- **EXTRAIT DU TEXTE**
───

2. Les Juifs font trois questions au père et à la mère de l’aveugle : si c’était là leur fils, s’il avait été aveugle, et comment il avait recouvré la vue ? Le père et la mère ne répondent qu’aux deux premières, la troisième ils la laissent sans réponse. Et ce qui contribue merveilleusement à confirmer la vérité du miracle, c’est que nul autre que l’aveugle même qui avait recouvré la vue, et qui était digne de foi, ne l’atteste et ne publie la manière dont Jésus l’a guéri. Comment le père et la mère auraient-ils parlé par faveur et par complaisance, eux qui, par la crainte des Juifs, celèrent quelque chose même de ce qu’ils savaient bien ? Car que répondent-ils ? « Nous savons que c’est là notre fils, et qu’il est né aveugle. (20). Mais comment il voit maintenant, et qui lui a ouvert les yeux, nous ne le savons pas ; il a de l’âge, qu’il réponde pour lui-même (21) ». Ils donnent leur fils pour digne de foi, et par là ils s’excusent de répondre sur la troisième question. Il n’est ni jeune, ni enfant, disent-ils, il peut rendre témoignage de lui-même. « La crainte que son père et sa mère avaient des Juifs, les firent parler de la sorte (22) ».
Voyez, mes frères, avec quel soin et quelle exactitude l’évangéliste découvre leur sentiment et leur intention. Je vous fais cette remarque à cause de ce que j’ai dit il y a déjà quelque temps, dans un de mes discours, sur cette parole : « Il se fait égal à Dieu ». Je soutins que si ce n’eût été là qu’une simple opinion des Juifs, et non pas le sentiment et la doctrine de Jésus-Christ, l’évangéliste y aurait sans doute ajouté quelque correction, et n’aurait pas manqué de dire que c’était l’opinion des Juifs.

───

- **TÂCHE COURTE**
Recopiez le passage du texte sur la guérison de l’aveugle depuis « Voyez, mes frères, avec » jusqu’à « l’opinion des Juifs. » inclus, en remplaçant « l’évangéliste » par « l’apôtre ». La liste qui suit provient d’une autre source.

───

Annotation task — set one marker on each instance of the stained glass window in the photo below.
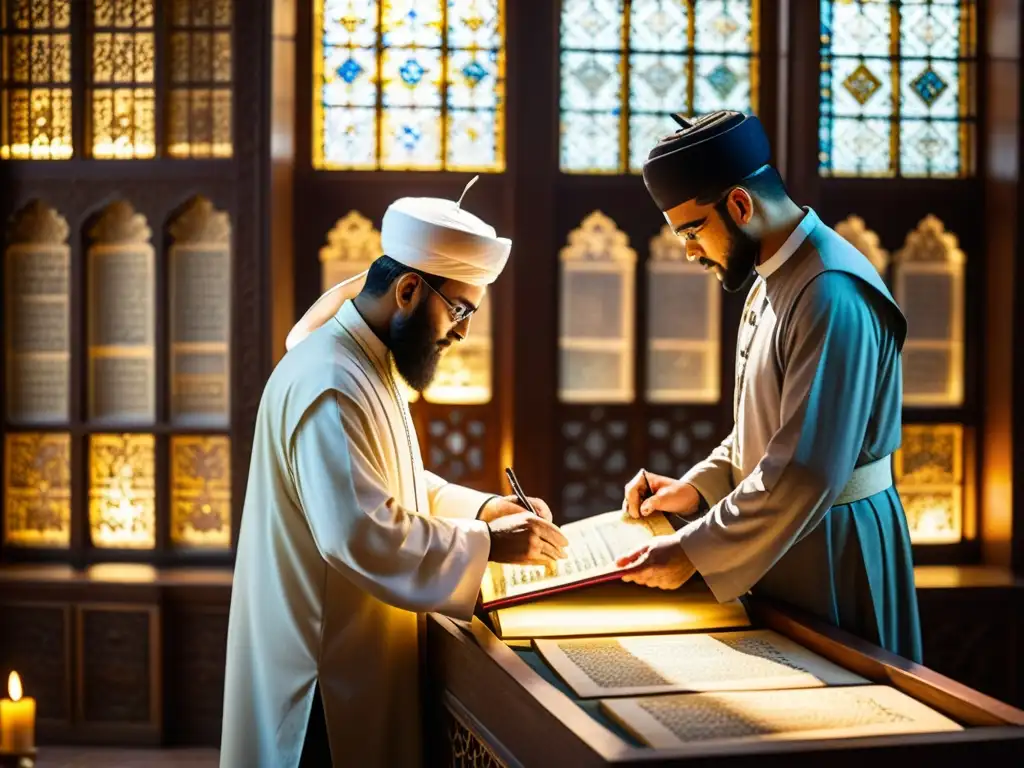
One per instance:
(200, 99)
(627, 65)
(121, 79)
(896, 87)
(35, 82)
(409, 85)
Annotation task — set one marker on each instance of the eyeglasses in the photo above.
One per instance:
(458, 312)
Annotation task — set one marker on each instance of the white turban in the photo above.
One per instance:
(431, 235)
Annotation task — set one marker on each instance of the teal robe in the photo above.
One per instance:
(818, 393)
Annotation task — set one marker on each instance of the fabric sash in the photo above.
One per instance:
(867, 480)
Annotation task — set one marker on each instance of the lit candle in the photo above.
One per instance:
(17, 719)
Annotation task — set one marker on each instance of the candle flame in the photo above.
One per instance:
(14, 687)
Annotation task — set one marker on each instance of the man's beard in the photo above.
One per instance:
(740, 257)
(414, 344)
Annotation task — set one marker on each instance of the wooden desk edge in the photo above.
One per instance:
(990, 720)
(938, 691)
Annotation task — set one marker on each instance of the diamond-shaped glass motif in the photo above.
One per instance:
(862, 84)
(658, 23)
(349, 71)
(723, 80)
(929, 86)
(592, 23)
(658, 77)
(725, 27)
(474, 72)
(412, 72)
(592, 76)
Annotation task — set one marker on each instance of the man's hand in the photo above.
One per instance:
(501, 506)
(662, 562)
(670, 496)
(525, 538)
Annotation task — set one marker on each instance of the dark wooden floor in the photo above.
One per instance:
(91, 757)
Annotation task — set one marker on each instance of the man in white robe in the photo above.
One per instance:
(798, 503)
(344, 537)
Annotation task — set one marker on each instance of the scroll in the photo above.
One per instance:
(594, 546)
(759, 659)
(728, 719)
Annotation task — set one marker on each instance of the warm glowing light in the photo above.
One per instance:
(14, 687)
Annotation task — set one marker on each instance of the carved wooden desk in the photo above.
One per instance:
(495, 704)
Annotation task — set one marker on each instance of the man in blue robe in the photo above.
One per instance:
(798, 502)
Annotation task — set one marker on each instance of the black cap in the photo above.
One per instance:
(705, 156)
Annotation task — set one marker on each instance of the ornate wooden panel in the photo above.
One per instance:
(196, 642)
(35, 643)
(459, 444)
(679, 437)
(595, 460)
(119, 678)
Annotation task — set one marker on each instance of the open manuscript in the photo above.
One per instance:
(594, 546)
(759, 659)
(721, 719)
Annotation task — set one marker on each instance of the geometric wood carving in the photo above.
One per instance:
(196, 650)
(352, 246)
(121, 309)
(117, 669)
(37, 315)
(853, 229)
(200, 300)
(683, 326)
(928, 284)
(122, 491)
(596, 313)
(456, 443)
(37, 489)
(678, 438)
(35, 642)
(201, 492)
(595, 466)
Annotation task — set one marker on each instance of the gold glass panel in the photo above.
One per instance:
(929, 284)
(929, 469)
(122, 491)
(200, 263)
(596, 334)
(122, 74)
(199, 120)
(201, 492)
(37, 491)
(38, 318)
(35, 82)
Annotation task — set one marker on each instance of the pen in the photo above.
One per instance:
(517, 489)
(650, 491)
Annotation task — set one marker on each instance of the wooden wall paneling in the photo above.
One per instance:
(120, 677)
(37, 643)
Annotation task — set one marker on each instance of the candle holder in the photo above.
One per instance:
(17, 759)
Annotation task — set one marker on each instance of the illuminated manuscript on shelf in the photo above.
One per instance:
(122, 491)
(121, 307)
(683, 336)
(929, 473)
(595, 544)
(37, 489)
(200, 265)
(201, 492)
(596, 321)
(760, 659)
(37, 314)
(743, 717)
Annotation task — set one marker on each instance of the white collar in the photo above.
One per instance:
(795, 241)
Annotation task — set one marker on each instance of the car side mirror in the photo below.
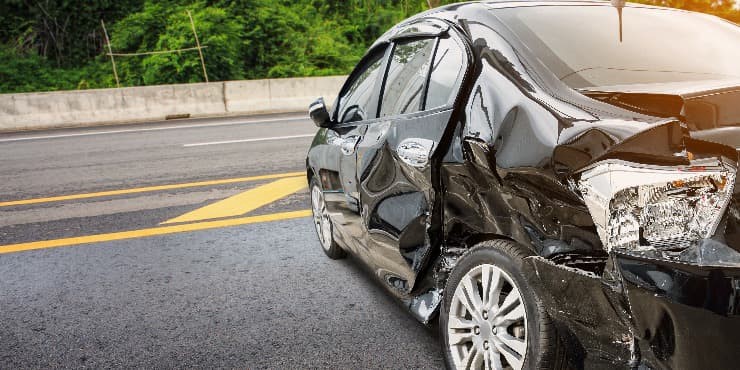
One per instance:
(319, 114)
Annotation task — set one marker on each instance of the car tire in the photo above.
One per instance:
(322, 222)
(496, 336)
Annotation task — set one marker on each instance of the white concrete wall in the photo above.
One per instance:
(152, 103)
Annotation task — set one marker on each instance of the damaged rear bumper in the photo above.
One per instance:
(643, 311)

───

- **CORRIGÉ**
Voyez, mes frères, avec quel soin et quelle exactitude l’apôtre découvre leur sentiment et leur intention. Je vous fais cette remarque à cause de ce que j’ai dit il y a déjà quelque temps, dans un de mes discours, sur cette parole : « Il se fait égal à Dieu ». Je soutins que si ce n’eût été là qu’une simple opinion des Juifs, et non pas le sentiment et la doctrine de Jésus-Christ, l’apôtre y aurait sans doute ajouté quelque correction, et n’aurait pas manqué de dire que c’était l’opinion des Juifs.